> _Exercise goal_: Verbatim copy without pictures. Please print every entry as it stands.

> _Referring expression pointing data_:

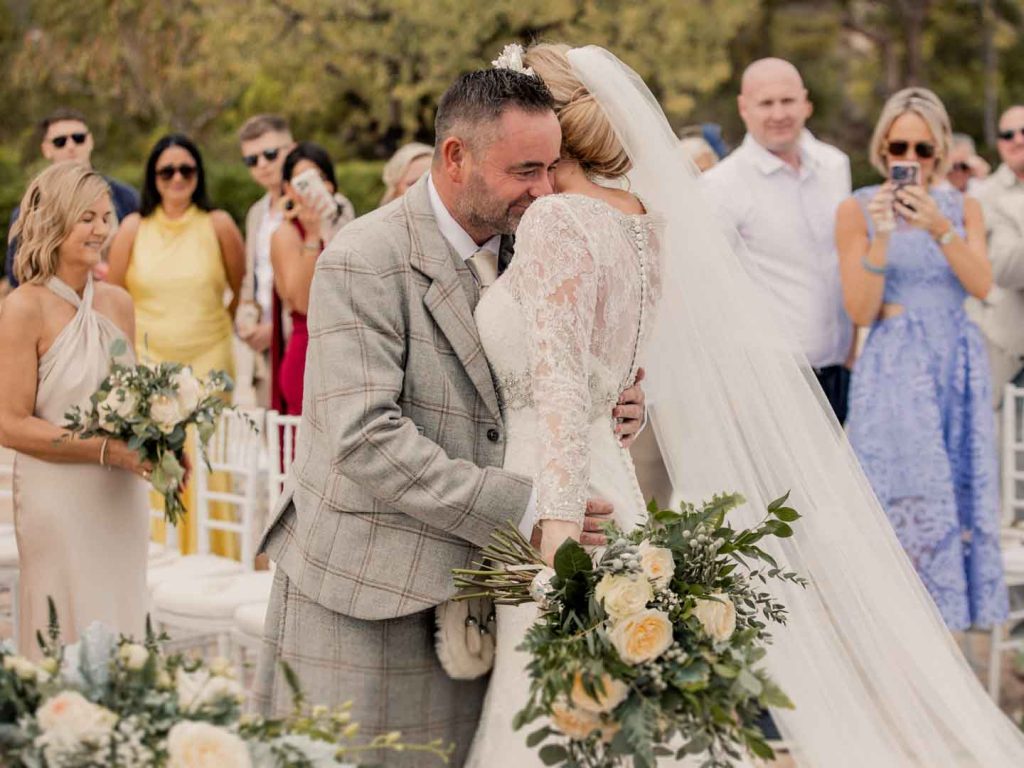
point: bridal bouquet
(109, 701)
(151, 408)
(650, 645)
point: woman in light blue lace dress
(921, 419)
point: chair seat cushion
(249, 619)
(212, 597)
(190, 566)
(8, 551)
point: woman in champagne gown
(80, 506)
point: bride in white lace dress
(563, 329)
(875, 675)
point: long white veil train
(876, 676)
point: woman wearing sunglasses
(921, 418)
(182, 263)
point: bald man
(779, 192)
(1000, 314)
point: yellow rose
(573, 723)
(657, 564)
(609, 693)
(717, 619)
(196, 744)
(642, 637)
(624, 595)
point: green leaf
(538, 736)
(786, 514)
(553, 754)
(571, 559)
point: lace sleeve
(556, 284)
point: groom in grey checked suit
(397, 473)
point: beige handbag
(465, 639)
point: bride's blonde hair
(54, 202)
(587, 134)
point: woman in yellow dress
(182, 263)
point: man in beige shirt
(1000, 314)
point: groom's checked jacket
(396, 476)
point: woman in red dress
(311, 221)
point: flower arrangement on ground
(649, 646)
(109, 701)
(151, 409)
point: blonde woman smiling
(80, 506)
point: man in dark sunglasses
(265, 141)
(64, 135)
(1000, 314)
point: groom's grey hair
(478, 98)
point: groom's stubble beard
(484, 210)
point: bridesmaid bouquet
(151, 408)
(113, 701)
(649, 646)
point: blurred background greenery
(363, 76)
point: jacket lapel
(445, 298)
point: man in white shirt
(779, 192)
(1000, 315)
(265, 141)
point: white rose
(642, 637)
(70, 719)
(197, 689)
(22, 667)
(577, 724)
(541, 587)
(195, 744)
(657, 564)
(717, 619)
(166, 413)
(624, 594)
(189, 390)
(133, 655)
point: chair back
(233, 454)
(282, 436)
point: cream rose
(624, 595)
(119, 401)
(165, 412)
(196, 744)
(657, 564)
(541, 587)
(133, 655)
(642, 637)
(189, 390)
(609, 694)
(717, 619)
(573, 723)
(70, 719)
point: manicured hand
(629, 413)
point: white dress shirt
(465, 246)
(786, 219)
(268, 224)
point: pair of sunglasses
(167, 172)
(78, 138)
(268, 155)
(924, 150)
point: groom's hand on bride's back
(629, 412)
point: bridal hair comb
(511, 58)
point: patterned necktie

> _Expected output_:
point: bridal bouquet
(109, 701)
(151, 408)
(650, 645)
point: woman in light blue lace dress
(921, 419)
point: chair seat cushion
(249, 619)
(212, 597)
(190, 566)
(8, 551)
point: woman in champagne gown
(80, 506)
point: bride in white lace dress
(563, 329)
(875, 675)
point: long white veil train
(876, 676)
point: woman wearing sunglasses
(921, 418)
(182, 263)
point: bald man
(779, 192)
(1000, 314)
point: yellow rose
(573, 723)
(657, 564)
(609, 693)
(717, 619)
(196, 744)
(642, 637)
(624, 595)
point: green leaf
(538, 736)
(786, 514)
(553, 754)
(571, 559)
point: lace sleeve
(556, 284)
point: groom in grey checked suit
(397, 473)
point: beige handbag
(465, 639)
point: bride's blonde hair
(54, 202)
(587, 134)
point: woman in yellow dress
(182, 263)
point: man in beige shirt
(1000, 314)
point: groom's checked jacket
(396, 476)
point: woman in red dress
(311, 221)
point: flower arrangement on ground
(649, 646)
(109, 701)
(151, 409)
point: blonde woman smiling
(80, 506)
point: man in dark sunglasses
(265, 141)
(64, 135)
(1000, 314)
point: groom's grey hair
(478, 98)
point: groom's stubble beard
(484, 210)
point: bridesmaid bouquet
(151, 408)
(113, 701)
(649, 646)
point: blurred background greenery
(363, 76)
point: jacket lapel
(445, 298)
point: man in white shirt
(779, 192)
(1000, 315)
(265, 141)
point: white rose
(642, 637)
(70, 719)
(197, 689)
(22, 667)
(577, 724)
(541, 587)
(195, 744)
(657, 564)
(717, 619)
(166, 413)
(624, 594)
(189, 390)
(133, 655)
point: chair back
(233, 454)
(282, 436)
point: cream rose
(624, 595)
(119, 401)
(165, 412)
(196, 744)
(657, 564)
(541, 587)
(133, 655)
(642, 637)
(189, 390)
(609, 694)
(717, 619)
(573, 723)
(70, 719)
point: manicured hand
(629, 413)
point: white dress shirt
(465, 246)
(786, 219)
(268, 224)
point: pair of sunglasses
(167, 172)
(78, 138)
(268, 155)
(924, 150)
point: groom's hand on bride's back
(629, 412)
point: bridal hair comb
(511, 58)
point: patterned necktie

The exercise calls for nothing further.